Data listing:
Start

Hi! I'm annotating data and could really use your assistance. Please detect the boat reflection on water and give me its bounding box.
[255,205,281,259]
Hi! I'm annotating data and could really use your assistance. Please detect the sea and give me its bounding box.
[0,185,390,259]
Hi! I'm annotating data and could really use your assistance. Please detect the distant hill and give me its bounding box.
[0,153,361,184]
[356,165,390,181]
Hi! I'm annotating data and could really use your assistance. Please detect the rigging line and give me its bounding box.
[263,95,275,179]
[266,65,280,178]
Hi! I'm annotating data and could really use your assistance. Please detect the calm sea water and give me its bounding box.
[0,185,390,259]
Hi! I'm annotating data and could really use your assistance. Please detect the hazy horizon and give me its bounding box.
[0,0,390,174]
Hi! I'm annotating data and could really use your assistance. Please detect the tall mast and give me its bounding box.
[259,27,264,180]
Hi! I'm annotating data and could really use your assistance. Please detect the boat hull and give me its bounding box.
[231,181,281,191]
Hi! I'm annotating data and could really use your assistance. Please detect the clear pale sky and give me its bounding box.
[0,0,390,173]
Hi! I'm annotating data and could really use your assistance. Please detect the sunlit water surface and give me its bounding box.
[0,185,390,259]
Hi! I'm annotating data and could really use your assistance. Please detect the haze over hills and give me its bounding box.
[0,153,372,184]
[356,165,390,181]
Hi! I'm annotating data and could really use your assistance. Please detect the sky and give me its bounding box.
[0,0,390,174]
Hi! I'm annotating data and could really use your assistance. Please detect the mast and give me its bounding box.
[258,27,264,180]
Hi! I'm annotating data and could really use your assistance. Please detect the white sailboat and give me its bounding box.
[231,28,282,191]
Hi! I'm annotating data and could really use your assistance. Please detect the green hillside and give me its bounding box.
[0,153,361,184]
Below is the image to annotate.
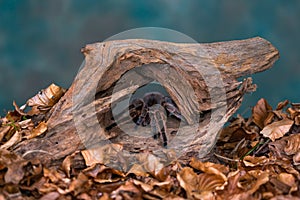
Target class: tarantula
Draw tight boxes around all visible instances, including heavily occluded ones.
[106,92,184,146]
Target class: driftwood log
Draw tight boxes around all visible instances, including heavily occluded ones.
[14,37,279,170]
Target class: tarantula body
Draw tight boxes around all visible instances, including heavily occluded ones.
[106,92,183,146]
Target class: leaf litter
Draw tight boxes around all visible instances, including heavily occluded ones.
[0,84,300,200]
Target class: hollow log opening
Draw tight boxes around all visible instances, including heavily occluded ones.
[14,37,279,171]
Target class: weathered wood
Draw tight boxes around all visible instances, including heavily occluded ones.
[11,37,279,169]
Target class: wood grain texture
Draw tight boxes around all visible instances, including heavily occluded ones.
[15,37,279,168]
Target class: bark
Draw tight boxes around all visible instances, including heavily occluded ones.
[11,37,279,168]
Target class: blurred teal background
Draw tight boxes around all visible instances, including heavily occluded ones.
[0,0,300,115]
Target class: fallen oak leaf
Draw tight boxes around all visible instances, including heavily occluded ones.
[0,131,22,149]
[25,121,47,139]
[260,119,294,142]
[284,133,300,155]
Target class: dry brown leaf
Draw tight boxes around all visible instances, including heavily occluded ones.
[0,149,28,184]
[25,121,47,139]
[13,101,27,116]
[16,119,34,130]
[189,157,229,177]
[126,163,149,177]
[0,131,22,149]
[43,168,65,183]
[276,99,290,110]
[68,172,92,196]
[111,181,142,200]
[138,152,164,177]
[277,173,298,192]
[261,119,294,141]
[284,133,300,155]
[27,83,65,110]
[177,167,198,199]
[252,98,273,129]
[177,167,227,199]
[293,152,300,166]
[81,144,123,166]
[0,126,13,141]
[238,170,269,194]
[132,179,153,192]
[243,156,269,167]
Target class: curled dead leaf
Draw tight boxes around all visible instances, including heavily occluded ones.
[243,156,269,167]
[0,131,22,149]
[81,143,123,166]
[25,121,47,139]
[284,133,300,155]
[177,167,227,199]
[261,119,294,141]
[26,83,66,115]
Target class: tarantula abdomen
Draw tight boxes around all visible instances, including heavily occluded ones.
[106,92,184,146]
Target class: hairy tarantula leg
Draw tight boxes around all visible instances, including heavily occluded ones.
[164,102,185,121]
[105,104,138,131]
[136,106,149,126]
[149,105,168,147]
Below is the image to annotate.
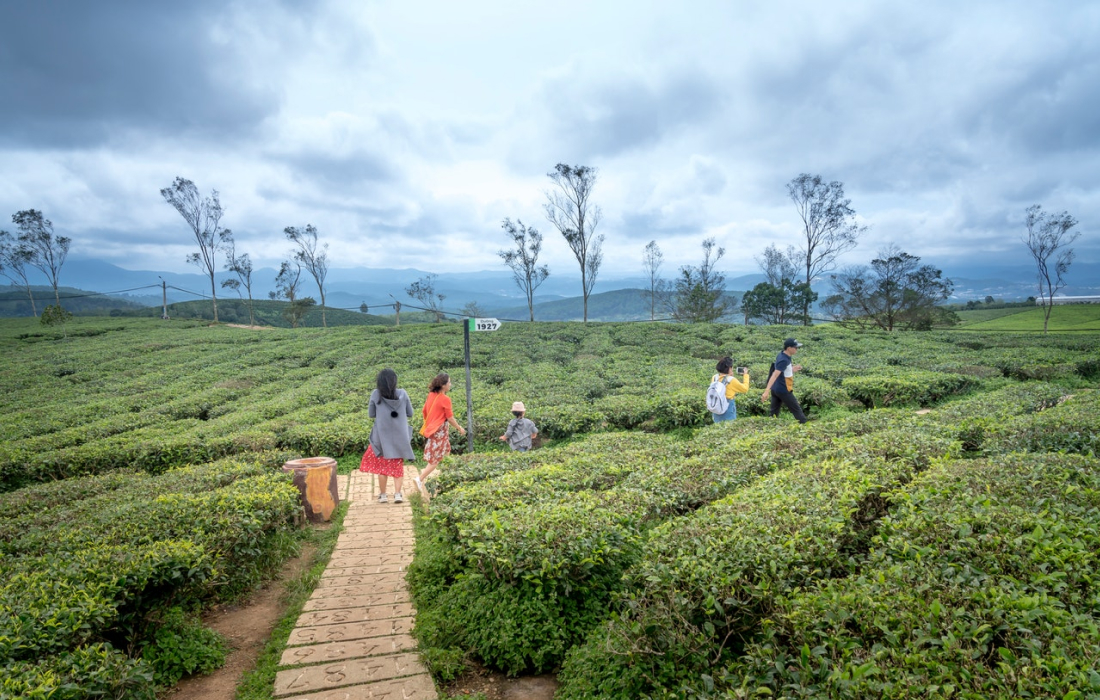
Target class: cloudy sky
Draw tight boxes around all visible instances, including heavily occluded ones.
[0,0,1100,275]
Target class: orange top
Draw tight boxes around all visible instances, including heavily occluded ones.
[424,392,454,435]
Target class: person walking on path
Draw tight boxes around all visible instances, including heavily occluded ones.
[415,372,466,493]
[711,358,749,423]
[760,338,806,423]
[501,401,539,452]
[359,368,416,503]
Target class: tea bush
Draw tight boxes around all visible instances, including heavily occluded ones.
[715,455,1100,699]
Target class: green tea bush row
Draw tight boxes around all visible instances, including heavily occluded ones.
[0,453,300,697]
[560,435,955,698]
[8,319,1100,490]
[721,455,1100,700]
[840,370,977,408]
[409,412,952,672]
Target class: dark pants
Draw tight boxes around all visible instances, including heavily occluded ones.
[768,391,806,423]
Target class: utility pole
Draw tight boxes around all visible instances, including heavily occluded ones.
[462,318,474,452]
[389,294,402,326]
[156,275,168,320]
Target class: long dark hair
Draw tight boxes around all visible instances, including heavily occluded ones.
[428,372,451,393]
[378,367,397,398]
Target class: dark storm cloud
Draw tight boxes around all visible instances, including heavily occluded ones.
[0,0,277,146]
[543,68,722,157]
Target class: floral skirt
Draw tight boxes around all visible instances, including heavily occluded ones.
[424,423,451,464]
[359,445,405,479]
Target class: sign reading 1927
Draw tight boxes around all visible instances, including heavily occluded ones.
[470,318,501,330]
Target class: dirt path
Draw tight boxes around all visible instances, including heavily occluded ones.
[168,546,316,700]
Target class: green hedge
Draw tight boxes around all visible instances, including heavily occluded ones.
[730,455,1100,700]
[559,435,955,698]
[0,455,300,698]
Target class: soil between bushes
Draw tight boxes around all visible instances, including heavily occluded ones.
[166,545,317,700]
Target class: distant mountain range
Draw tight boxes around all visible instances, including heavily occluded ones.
[0,259,1100,320]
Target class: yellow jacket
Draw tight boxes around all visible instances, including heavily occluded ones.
[711,372,749,401]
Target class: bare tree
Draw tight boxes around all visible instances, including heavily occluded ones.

End

#### WORK TO DO:
Rewrite all the records above, switching every "annotating" to "labeling" and changing nothing else. Leave the pictures out of your answer.

#### FULL OUTPUT:
Hi! I'm labeling data and could really use your assistance. Please detect the boat reflection on water and give me its bounding box.
[255,205,281,259]
Hi! I'm labeling data and could really use your assistance. Please detect the sea and give me its bounding box.
[0,185,390,259]
Hi! I'm labeling data and could really use your assistance. Please detect the distant hill and give me its bounding box.
[0,153,361,184]
[356,165,390,181]
Hi! I'm labeling data and could really use your assistance. Please detect the rigging line and give me its bounding box.
[263,95,275,179]
[266,65,280,178]
Hi! I'm labeling data and could really use your assistance. Please detect the calm sea water and give me its bounding box.
[0,185,390,259]
Hi! I'm labeling data and could really use your assistance. Please detect the hazy horizon and give me its bounding box.
[0,0,390,174]
Hi! I'm labeling data and could really use your assistance. Please detect the tall mast and give me its bounding box.
[259,27,264,180]
Hi! I'm labeling data and could really use your assistance. Please detect the boat hull and give me its bounding box.
[231,181,281,191]
Hi! I'm labeling data and could really use your assistance. Please detect the clear pale sky and give me its bounding box.
[0,0,390,173]
Hi! I'm labeling data and could really use your assistance. Please detect the sunlit water surface and give me its bounding box.
[0,185,390,259]
Hi! I'm labeling data and could really use your assistance. Please detect the haze over hills and give me its bounding box.
[0,153,372,184]
[356,165,390,181]
Hi! I'm labeling data and could really use your assistance. Please detect the sky and give me its bounding box.
[0,0,390,174]
Hi! I'm labeling data and could really use your assistance. Please detect the mast and give me its bounding box.
[258,27,264,180]
Hi! I'm labeling data and could really use your assistance. Please detect the white sailboat and give me its bounding box.
[231,28,282,191]
Hi! I'm labeling data and could really use your assistance. Please detect the green hillside and give me its bounding box.
[0,153,361,184]
Below is the image to annotate.
Target class: tarantula
Draw tight boxes around all visible instances, including heavily occluded ones.
[106,92,184,146]
Target class: driftwood log
Draw tight boxes around all visible instances, including heavily occluded ones.
[14,37,279,170]
Target class: tarantula body
Draw tight boxes around all visible instances, including heavily occluded ones.
[106,92,183,146]
Target class: leaf litter
Draw tight boxes around all visible instances, including heavily occluded ones.
[0,84,300,200]
Target class: hollow log opening
Draw tight boxes around all visible instances, including heavily occluded ones.
[14,37,279,171]
Target class: weathered wood
Draw tight boxes around all visible instances, including heavily occluded ones.
[11,37,279,169]
Target class: wood grain texture
Draw tight boxes around all visible instances, including heavily occluded ones.
[15,37,279,168]
Target class: bark
Draw tight boxes around all visible instances, including heavily occluded ones.
[11,37,279,168]
Target class: blurred teal background
Draw tight boxes around all visible instances, including heavily occluded ones.
[0,0,300,115]
Target class: fallen oak leaf
Draw tight boxes around all visible instances, including heavily occluded ones.
[0,131,22,149]
[25,121,47,139]
[260,119,294,142]
[284,133,300,155]
Target class: dry brown leaf
Draw tight boxes around all visible instances, including heavily occluded ones.
[0,149,28,184]
[25,121,47,139]
[13,101,27,116]
[16,119,34,130]
[189,157,229,177]
[126,163,149,177]
[0,131,22,149]
[43,168,65,183]
[276,99,290,110]
[68,172,92,196]
[111,181,142,200]
[138,152,164,177]
[277,173,298,192]
[261,119,294,141]
[284,133,300,155]
[27,83,65,110]
[177,167,198,199]
[252,98,273,129]
[177,167,227,199]
[293,152,300,166]
[81,144,123,166]
[0,126,13,141]
[238,170,269,194]
[132,179,153,192]
[243,156,269,167]
Target class: curled dead leaf
Draw tight boxes around all visible instances, including heavily occluded ones.
[243,156,269,167]
[0,131,22,149]
[81,143,123,166]
[25,121,47,139]
[284,133,300,155]
[177,167,227,199]
[261,119,294,141]
[26,83,66,115]
Target class: tarantula abdomen
Draw tight boxes around all visible instances, including heavily occluded ones.
[106,92,184,146]
Target class: hairy tarantula leg
Draw tight boxes around all visible instances, including heavily occluded ones.
[164,102,185,121]
[105,104,138,131]
[136,106,149,126]
[149,105,168,147]
Below is the image to annotate.
Target class: cloudy sky
Draw tight boxes around all visible instances, including heavily occluded ones.
[0,0,1100,275]
Target class: orange top
Draw tight boxes around all visible instances, including heavily occluded ones.
[424,392,454,435]
Target class: person walking on path
Draw tight boxes around all visible instances, including heavily occluded ones.
[415,372,466,493]
[711,358,749,423]
[760,338,806,423]
[501,401,539,452]
[359,368,416,503]
Target class: tea bush
Draw tight boxes around all visible instances, including heavily occluded ones.
[715,455,1100,699]
Target class: green tea bush row
Draw tight boxes around all visible instances, including heavily occluded ones.
[0,453,300,697]
[560,435,955,698]
[8,319,1100,490]
[721,455,1100,700]
[840,370,977,408]
[409,412,952,672]
Target class: dark pants
Draw tight boxes around all visible instances, including heavily occluded ones.
[768,391,806,423]
Target class: utility pole
Draw tight boxes around all visible instances, including heavily occluded ones.
[462,318,474,452]
[389,294,402,326]
[156,275,168,320]
Target class: long dark hair
Draw tight boxes around all visible instances, including heavily occluded ones.
[428,372,451,393]
[378,367,397,398]
Target class: dark storm cloud
Draw tight boxes around all visible instances, including heavily occluded ones.
[0,0,277,146]
[543,68,722,157]
Target class: floral skirt
Draw tight boxes around all visible instances, including heavily occluded ones.
[424,423,451,464]
[359,445,405,479]
Target class: sign reading 1927
Draw tight boxes around all visible instances, including heavily occluded ones.
[470,318,501,330]
Target class: dirt path
Draw tight boxes around all visible instances, including heavily occluded ones.
[168,546,316,700]
Target class: green hedge
Draw tight boxes around all visible instances, including heavily occluded ones.
[730,455,1100,700]
[559,435,955,698]
[0,455,300,698]
Target class: soil between bushes
Draw tight boxes around all visible instances, including heavily occluded ones.
[166,545,317,700]
Target class: distant mountain range
Draw tight boxes around all visible instances, including heavily occluded ones.
[0,259,1100,320]
Target class: yellow jacket
Draw tight boxes around all visible instances, including heavily occluded ones.
[711,372,749,401]
Target class: bare tree
Draw tight boxes around all visible instances, including heavily occluded ones.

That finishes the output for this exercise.